> _Material supplied_:
——————
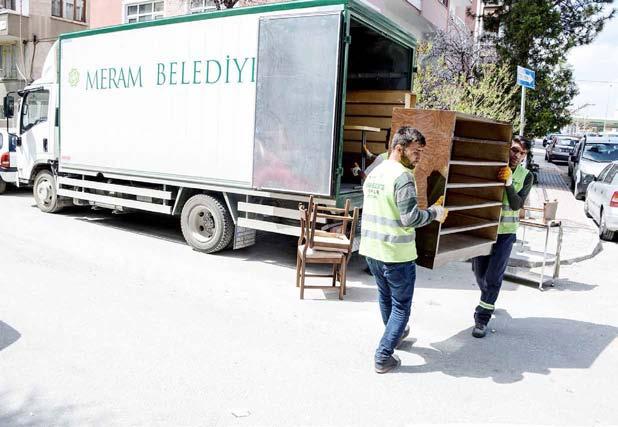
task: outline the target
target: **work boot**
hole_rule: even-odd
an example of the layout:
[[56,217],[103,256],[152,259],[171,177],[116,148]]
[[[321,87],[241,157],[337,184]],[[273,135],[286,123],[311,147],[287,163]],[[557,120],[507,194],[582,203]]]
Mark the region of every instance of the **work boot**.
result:
[[403,330],[403,334],[401,335],[401,338],[399,338],[399,341],[397,342],[395,348],[399,348],[399,346],[403,344],[403,340],[405,340],[408,335],[410,335],[410,326],[406,325],[406,328]]
[[476,323],[474,329],[472,329],[472,336],[474,338],[485,338],[485,335],[487,335],[487,325]]
[[375,368],[378,374],[385,374],[391,369],[395,369],[399,365],[401,365],[401,360],[399,359],[399,357],[393,354],[385,362],[381,362],[381,363],[376,362]]

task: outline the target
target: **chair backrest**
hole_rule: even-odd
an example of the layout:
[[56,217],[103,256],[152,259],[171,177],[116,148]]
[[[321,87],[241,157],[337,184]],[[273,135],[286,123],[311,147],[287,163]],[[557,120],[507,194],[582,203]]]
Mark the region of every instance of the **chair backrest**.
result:
[[551,202],[545,202],[543,205],[543,219],[545,221],[553,221],[556,219],[556,212],[558,211],[558,201],[553,200]]
[[354,237],[356,236],[356,227],[360,216],[360,209],[350,209],[350,199],[346,199],[343,208],[335,208],[332,206],[320,206],[314,202],[313,196],[309,197],[310,212],[307,214],[308,227],[308,246],[314,247],[314,238],[316,234],[316,224],[318,218],[333,221],[335,226],[334,231],[330,231],[333,235],[345,236],[348,239],[348,251],[352,250]]

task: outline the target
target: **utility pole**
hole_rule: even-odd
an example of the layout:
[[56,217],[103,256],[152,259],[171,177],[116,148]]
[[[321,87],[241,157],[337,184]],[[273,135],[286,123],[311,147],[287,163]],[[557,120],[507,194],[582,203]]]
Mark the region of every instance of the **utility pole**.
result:
[[519,109],[519,136],[524,136],[526,125],[526,86],[521,87],[521,108]]

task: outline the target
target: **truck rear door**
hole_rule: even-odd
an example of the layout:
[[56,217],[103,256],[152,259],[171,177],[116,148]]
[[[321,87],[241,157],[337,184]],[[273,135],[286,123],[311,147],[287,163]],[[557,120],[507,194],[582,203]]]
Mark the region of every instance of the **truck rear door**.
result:
[[260,20],[254,188],[332,195],[341,29],[341,12]]

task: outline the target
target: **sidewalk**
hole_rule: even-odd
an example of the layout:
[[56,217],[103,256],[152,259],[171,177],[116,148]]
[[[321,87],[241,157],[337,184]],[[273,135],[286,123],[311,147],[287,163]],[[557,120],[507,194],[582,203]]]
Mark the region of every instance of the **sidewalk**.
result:
[[[556,219],[562,222],[563,238],[560,252],[560,265],[568,265],[590,259],[599,253],[602,246],[596,224],[584,214],[584,202],[575,200],[569,188],[569,177],[566,165],[555,165],[545,162],[545,152],[541,148],[534,149],[534,160],[539,164],[539,181],[532,188],[527,205],[543,207],[545,200],[557,200],[558,211]],[[541,213],[533,214],[540,218]],[[555,252],[558,243],[558,227],[550,231],[547,246],[547,263],[545,269],[547,280],[554,272]],[[545,247],[546,231],[540,228],[520,227],[517,233],[517,243],[509,260],[508,273],[512,279],[534,281],[540,277],[530,269],[543,264],[543,249]]]

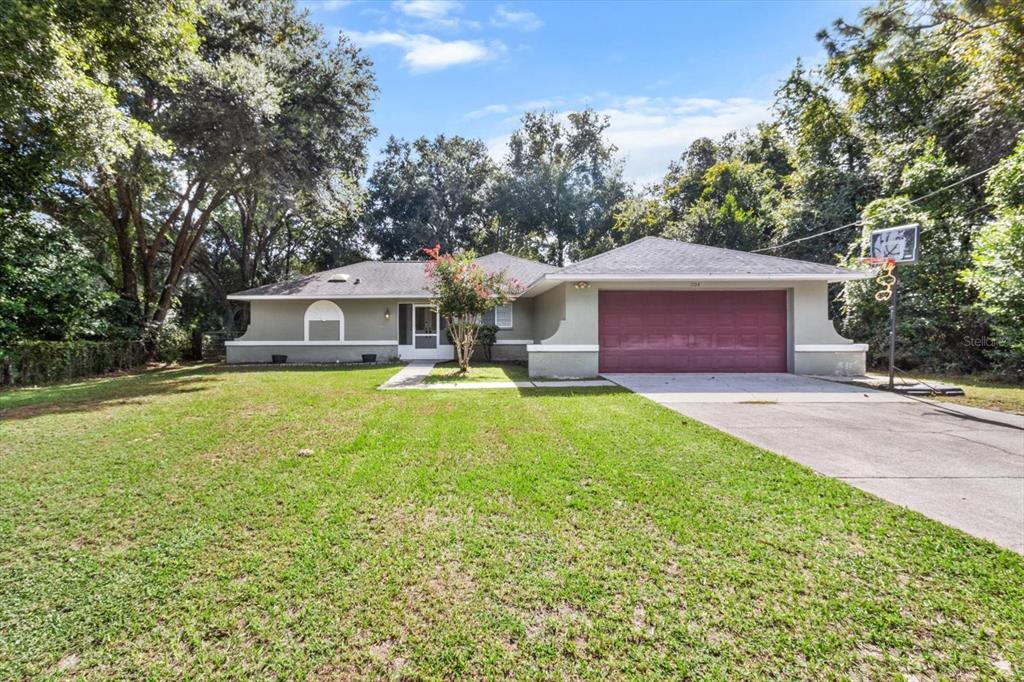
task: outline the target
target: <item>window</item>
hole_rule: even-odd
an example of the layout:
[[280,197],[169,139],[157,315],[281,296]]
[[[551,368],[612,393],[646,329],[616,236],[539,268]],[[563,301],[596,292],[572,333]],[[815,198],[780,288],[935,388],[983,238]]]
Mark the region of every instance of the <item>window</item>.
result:
[[494,309],[494,324],[498,329],[512,328],[512,304],[499,305]]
——————
> _Assignment_:
Please copy every line of the records above in which "Mark" appears.

> _Exercise result_:
Mark the region of every instance of the **work boot**.
Mark the region of every instance of the **chair backrest**.
Mark the region of every instance of the **utility pole**.
Mark the region of every instance of the **truck rear door**.
Mark the region of every instance of the **sidewalk**.
Mark the region of every instance of the <item>window</item>.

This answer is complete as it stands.